── Data for processing

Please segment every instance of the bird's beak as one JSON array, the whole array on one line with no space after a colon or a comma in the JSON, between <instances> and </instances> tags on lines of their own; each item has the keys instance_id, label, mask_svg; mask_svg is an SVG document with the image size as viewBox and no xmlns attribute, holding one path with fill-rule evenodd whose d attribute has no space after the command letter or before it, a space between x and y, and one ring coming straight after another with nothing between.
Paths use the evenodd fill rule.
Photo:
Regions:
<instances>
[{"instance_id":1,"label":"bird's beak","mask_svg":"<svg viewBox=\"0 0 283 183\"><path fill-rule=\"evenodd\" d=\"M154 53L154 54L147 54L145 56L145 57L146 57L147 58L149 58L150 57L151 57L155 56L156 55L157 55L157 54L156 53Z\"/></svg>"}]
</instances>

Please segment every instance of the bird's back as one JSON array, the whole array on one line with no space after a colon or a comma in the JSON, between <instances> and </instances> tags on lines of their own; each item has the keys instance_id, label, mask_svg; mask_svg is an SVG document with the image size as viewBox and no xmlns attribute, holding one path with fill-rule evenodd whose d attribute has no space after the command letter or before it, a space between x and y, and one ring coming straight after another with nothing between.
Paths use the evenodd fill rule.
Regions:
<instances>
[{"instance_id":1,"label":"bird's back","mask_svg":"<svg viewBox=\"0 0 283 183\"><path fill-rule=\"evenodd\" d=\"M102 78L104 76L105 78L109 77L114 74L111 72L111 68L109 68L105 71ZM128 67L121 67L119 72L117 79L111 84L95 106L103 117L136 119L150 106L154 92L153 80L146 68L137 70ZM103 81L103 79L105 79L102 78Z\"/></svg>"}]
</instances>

────

Reproduce all of the entries above character for character, changing nothing.

Please segment every instance of the bird's beak as one JSON array, the whole array on one line with no space after a colon or a comma in the JSON, between <instances> and </instances> tags on lines of their own; each item has the keys instance_id, label, mask_svg; mask_svg is an SVG document with the image size as viewBox and no xmlns attribute, holding one path with fill-rule evenodd whose d attribute has no space after the command letter or before it, a space between x and y, and one ring coming straight after another with nothing between.
Paths use the evenodd fill rule.
Photo:
Regions:
<instances>
[{"instance_id":1,"label":"bird's beak","mask_svg":"<svg viewBox=\"0 0 283 183\"><path fill-rule=\"evenodd\" d=\"M154 53L154 54L147 54L145 56L145 57L146 57L147 58L149 58L150 57L151 57L155 56L156 55L157 55L157 54L156 53Z\"/></svg>"}]
</instances>

Please segment every instance of the bird's back as one JSON array, the whole array on one line with no space after a colon or a comma in the JSON, between <instances> and </instances> tags on lines of their own; each item has the keys instance_id, label, mask_svg; mask_svg is an SVG document with the image size as viewBox and no xmlns attribute, holding one path with fill-rule evenodd whose d attribute has no space after the command letter or before it, a space between x and y, and one ring coming straight after another with nothing between.
Paths use the evenodd fill rule.
Regions:
<instances>
[{"instance_id":1,"label":"bird's back","mask_svg":"<svg viewBox=\"0 0 283 183\"><path fill-rule=\"evenodd\" d=\"M102 78L104 76L105 78L109 77L114 74L111 72L111 68L109 68L105 71ZM128 67L121 67L119 72L117 79L111 84L95 106L103 117L136 119L150 106L154 92L153 80L146 68L137 70ZM103 81L103 79L105 79L102 78Z\"/></svg>"}]
</instances>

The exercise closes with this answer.